INPUT RECORDS:
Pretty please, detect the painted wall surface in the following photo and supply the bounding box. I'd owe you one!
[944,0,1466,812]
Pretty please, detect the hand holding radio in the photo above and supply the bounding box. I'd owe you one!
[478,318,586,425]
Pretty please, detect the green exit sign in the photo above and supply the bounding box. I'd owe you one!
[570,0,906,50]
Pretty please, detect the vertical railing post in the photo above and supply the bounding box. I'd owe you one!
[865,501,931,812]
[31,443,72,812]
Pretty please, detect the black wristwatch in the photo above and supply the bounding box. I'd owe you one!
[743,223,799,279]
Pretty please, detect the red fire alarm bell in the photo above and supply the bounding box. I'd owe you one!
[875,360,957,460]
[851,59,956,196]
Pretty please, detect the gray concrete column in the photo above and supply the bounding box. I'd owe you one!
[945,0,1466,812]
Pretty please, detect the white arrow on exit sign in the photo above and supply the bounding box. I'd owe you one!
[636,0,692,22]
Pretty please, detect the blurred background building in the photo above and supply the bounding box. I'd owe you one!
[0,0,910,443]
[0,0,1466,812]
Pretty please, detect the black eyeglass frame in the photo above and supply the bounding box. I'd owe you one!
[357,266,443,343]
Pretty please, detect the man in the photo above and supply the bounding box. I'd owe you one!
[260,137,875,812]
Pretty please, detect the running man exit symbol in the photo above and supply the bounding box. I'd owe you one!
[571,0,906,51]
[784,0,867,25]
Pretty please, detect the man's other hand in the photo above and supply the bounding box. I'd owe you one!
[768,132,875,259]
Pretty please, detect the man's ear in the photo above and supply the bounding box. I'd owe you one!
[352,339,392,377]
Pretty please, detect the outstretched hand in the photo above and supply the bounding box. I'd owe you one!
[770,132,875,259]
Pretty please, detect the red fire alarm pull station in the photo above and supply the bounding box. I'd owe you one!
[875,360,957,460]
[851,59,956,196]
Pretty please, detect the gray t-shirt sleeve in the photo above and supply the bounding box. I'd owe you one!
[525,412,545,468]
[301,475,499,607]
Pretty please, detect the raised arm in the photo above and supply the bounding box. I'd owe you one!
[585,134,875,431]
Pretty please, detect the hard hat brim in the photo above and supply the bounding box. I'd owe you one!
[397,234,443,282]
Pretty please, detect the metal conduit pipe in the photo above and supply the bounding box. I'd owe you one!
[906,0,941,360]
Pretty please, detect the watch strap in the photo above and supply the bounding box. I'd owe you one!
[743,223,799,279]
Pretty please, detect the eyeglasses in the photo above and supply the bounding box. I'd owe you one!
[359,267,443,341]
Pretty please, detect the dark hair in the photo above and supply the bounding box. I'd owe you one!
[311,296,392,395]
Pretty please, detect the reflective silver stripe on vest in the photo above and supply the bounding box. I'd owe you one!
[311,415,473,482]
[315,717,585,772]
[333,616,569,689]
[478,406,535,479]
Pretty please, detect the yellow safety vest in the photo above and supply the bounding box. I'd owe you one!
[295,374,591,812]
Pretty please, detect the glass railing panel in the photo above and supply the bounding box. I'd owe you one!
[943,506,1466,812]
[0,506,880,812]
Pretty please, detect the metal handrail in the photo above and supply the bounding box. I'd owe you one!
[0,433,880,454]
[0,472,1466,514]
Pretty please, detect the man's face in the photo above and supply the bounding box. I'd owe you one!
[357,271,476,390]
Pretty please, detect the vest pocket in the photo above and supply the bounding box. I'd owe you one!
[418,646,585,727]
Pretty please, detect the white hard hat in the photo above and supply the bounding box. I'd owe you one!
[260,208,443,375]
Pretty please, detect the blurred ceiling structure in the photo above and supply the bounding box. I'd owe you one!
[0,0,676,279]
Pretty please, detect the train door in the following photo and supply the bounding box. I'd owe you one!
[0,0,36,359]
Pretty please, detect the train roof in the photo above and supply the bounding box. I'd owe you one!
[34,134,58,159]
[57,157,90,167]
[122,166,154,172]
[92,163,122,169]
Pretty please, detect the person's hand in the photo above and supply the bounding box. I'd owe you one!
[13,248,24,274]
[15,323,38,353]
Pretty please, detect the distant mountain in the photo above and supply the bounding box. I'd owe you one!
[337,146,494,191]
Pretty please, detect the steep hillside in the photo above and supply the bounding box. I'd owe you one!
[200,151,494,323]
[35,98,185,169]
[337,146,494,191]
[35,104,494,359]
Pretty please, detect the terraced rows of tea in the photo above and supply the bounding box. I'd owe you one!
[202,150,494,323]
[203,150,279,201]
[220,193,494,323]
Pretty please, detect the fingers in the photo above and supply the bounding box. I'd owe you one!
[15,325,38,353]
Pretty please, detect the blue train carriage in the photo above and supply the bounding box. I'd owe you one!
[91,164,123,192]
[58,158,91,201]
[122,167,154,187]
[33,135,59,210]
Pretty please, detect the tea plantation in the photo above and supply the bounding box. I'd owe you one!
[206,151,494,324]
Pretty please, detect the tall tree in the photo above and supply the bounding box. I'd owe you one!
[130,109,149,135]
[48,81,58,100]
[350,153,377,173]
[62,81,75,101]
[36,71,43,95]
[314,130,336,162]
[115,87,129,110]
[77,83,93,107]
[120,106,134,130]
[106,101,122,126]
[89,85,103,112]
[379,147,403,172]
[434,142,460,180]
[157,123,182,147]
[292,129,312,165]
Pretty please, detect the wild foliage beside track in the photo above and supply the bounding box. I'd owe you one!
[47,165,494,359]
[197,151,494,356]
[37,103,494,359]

INSTRUCTIONS TO FOLLOW:
Rewrite the data starting at the line containing "Pretty please, detect the terraced" and ending at the line containing "[206,151,494,324]", changing "train carriage" to "railway car" and keeping everything else the same.

SOLUTION FOR THIS EXERCISE:
Pretty please, detect the terraced rows of tea in the photo above and supply the bounding box. I'd owe you one!
[202,150,494,323]
[203,150,279,201]
[220,193,494,323]
Pretty please, detect the fingers in the photo above and supply the bounding box. I'd owe you one!
[15,325,38,353]
Pretty please, detect the blue railway car in the photo above and supply the bounding box. I'd owe you one!
[91,164,123,192]
[58,158,91,201]
[122,167,154,187]
[33,135,59,210]
Pretty please, detect the tea plantation in the photo above and supply the bounding box. I'd owe you one!
[206,151,494,324]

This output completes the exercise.